** START OF Task input **

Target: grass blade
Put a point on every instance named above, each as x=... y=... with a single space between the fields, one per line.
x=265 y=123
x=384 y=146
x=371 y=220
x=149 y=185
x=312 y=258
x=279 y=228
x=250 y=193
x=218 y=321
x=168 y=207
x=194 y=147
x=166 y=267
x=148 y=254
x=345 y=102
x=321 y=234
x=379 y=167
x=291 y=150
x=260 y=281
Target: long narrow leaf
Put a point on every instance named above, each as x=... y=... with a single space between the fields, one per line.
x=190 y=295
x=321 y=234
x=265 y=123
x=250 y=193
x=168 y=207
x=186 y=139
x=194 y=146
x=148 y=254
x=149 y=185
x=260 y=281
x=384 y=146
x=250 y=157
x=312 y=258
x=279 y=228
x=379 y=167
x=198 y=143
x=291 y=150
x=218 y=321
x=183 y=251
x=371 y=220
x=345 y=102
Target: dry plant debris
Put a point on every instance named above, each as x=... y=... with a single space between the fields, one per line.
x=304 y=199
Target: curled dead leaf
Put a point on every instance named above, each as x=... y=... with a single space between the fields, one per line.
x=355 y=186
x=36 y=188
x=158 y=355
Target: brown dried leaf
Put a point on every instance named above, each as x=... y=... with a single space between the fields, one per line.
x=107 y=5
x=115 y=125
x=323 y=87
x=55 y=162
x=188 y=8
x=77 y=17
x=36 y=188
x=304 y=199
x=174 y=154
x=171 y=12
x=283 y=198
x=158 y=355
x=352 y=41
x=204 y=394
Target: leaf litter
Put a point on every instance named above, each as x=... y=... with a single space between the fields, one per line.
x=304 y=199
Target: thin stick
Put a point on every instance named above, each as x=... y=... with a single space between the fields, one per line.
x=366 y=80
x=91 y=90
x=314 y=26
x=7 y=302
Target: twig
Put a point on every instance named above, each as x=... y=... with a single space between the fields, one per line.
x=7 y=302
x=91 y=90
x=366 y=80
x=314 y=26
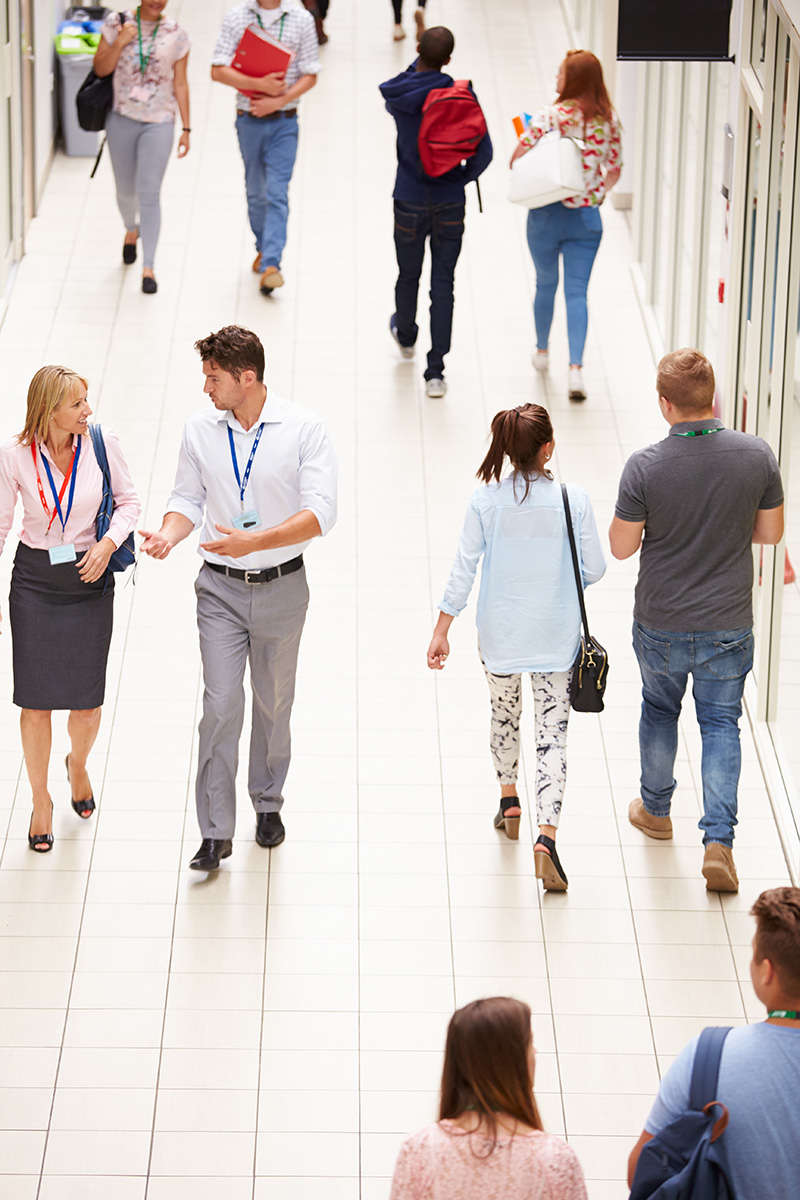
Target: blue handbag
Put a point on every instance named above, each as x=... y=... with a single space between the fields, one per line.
x=125 y=555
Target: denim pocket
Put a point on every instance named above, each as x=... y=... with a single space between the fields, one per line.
x=653 y=654
x=732 y=658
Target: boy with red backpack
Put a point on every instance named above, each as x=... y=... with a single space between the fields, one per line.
x=441 y=145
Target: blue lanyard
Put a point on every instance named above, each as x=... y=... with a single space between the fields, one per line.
x=242 y=481
x=72 y=487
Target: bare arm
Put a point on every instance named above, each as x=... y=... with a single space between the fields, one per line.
x=625 y=537
x=236 y=543
x=180 y=84
x=174 y=528
x=644 y=1138
x=107 y=54
x=768 y=528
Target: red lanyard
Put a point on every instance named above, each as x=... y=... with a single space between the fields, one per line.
x=41 y=490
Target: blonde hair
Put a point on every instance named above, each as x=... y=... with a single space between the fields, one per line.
x=49 y=388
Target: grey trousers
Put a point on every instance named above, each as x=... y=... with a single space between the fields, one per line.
x=240 y=623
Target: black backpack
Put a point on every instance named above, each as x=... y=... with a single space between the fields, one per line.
x=687 y=1159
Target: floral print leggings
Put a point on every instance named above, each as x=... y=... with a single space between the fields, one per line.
x=551 y=717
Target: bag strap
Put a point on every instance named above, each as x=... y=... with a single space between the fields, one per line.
x=705 y=1071
x=576 y=568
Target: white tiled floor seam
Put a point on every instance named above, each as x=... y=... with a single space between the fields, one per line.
x=282 y=1027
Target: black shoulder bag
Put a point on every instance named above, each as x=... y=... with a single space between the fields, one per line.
x=590 y=667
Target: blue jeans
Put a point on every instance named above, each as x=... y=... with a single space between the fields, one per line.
x=719 y=664
x=444 y=225
x=573 y=234
x=269 y=149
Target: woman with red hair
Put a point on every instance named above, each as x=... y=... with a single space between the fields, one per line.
x=571 y=229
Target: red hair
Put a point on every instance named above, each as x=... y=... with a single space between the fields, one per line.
x=583 y=82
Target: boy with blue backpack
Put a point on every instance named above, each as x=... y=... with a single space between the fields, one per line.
x=753 y=1153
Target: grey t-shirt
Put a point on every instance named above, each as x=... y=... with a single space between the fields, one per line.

** END OF Task input **

— Goal —
Reproduce every row above verbatim, and leave out the pictures.

— Task result —
Target: grass blade
Put a point on every instance named above, each as x=... y=... with a single space between the fields, one per line.
x=265 y=123
x=384 y=146
x=371 y=220
x=149 y=185
x=312 y=258
x=279 y=228
x=250 y=193
x=218 y=321
x=168 y=207
x=194 y=147
x=166 y=267
x=148 y=254
x=345 y=102
x=321 y=234
x=379 y=167
x=291 y=150
x=260 y=281
Target: long narrow leaf
Put a point on every instance named above, each as x=... y=... with a single space between the fields, one per line.
x=190 y=295
x=321 y=234
x=265 y=123
x=250 y=193
x=168 y=207
x=186 y=139
x=194 y=146
x=148 y=254
x=149 y=185
x=260 y=281
x=384 y=146
x=250 y=157
x=312 y=258
x=279 y=228
x=379 y=167
x=198 y=143
x=291 y=150
x=218 y=321
x=183 y=251
x=371 y=220
x=345 y=102
Target: dry plant debris
Put a point on every instance named above, each as x=... y=... with a single space between the fields, one per line.
x=304 y=199
Target: curled dead leaf
Put a point on every instance named above, each as x=... y=... with a single space between the fields, one per line.
x=355 y=186
x=36 y=188
x=158 y=355
Target: brown dried leaf
Put a point on every instance named above, each as x=... y=... with a single space between the fields, one per line.
x=107 y=5
x=115 y=125
x=323 y=87
x=55 y=162
x=188 y=8
x=77 y=17
x=36 y=188
x=304 y=199
x=174 y=154
x=171 y=12
x=283 y=198
x=158 y=355
x=352 y=41
x=204 y=394
Target: leaf litter
Put a point on every instance named above, each as x=... y=... with a single space between the fields, one per line.
x=304 y=199
Target: thin stick
Put a point on every instance named above, each as x=... y=... with a single space between the fields, one per line.
x=366 y=80
x=91 y=90
x=314 y=26
x=7 y=302
Target: twig
Put a point on every instance named above, each as x=... y=... with a single space between the fields, one per line.
x=7 y=302
x=91 y=90
x=366 y=80
x=314 y=26
Target: blue handbag
Put a point on every instance named above, each as x=... y=... with a single space between the fields, one per line.
x=125 y=555
Target: denim pocket
Put a point on every instance named above, each as x=... y=... with a single space between the fields, one per line.
x=653 y=654
x=732 y=658
Target: boy with red backpack
Put a point on every instance named above, each as x=... y=... with a single space between the fields, one per line.
x=441 y=145
Target: blue lanyard
Put a point on every instance named above, each as x=... y=... with a single space between the fields, one per line.
x=242 y=481
x=72 y=487
Target: bare arm
Put a point on every instance named above, each as x=... y=... with a single space between the fields, one per line.
x=625 y=537
x=236 y=543
x=180 y=84
x=174 y=528
x=644 y=1138
x=107 y=54
x=768 y=528
Target: red lanyard
Put a point on every instance named above, each as x=... y=... with a single space between the fields, one per line.
x=41 y=490
Target: blonde hair
Put a point on every instance named above, each as x=... y=... with a single space between the fields, one per line.
x=49 y=388
Target: grey trousers
Put a point on every instance named above, each as x=... y=... with a single space between the fields, one per line.
x=240 y=623
Target: black backpack
Put a point on every instance named above, each as x=... y=... with a single space between the fields, one per line.
x=687 y=1159
Target: floral print leggings
Put a point on every instance named above, each as x=... y=... with a single space between the fields, one per line.
x=551 y=717
Target: bag strap
Put a point on every instance named above, each as x=... y=... with a single space between the fields, one per line.
x=705 y=1071
x=576 y=568
Target: white tiled floor seam
Put a point on every instance named above, each as x=... y=... with a single space between the fields, one per line.
x=282 y=1027
Target: black shoulder bag
Put a point on every instance named above, each as x=... y=... with a single space between the fields, one per line.
x=590 y=667
Target: blue jeans
Put a point on every instance named above, each as x=... y=... with a single space between the fields, one per line.
x=719 y=664
x=444 y=225
x=573 y=234
x=269 y=149
Target: woman with red hair
Put a point on every instance named above, each as x=... y=... with a single space between the fields, one per line.
x=571 y=229
Target: red hair
Put a point on every instance named above, each as x=... y=... with a single space between the fields, one per line.
x=583 y=82
Target: boy with blue backpack
Put a point on every instance named above, each as x=... y=... with a single space between the fields, one per line.
x=753 y=1153
Target: grey t-shirt
Put a point on every instance named above, each as x=... y=... with a single space between the fields, one per line.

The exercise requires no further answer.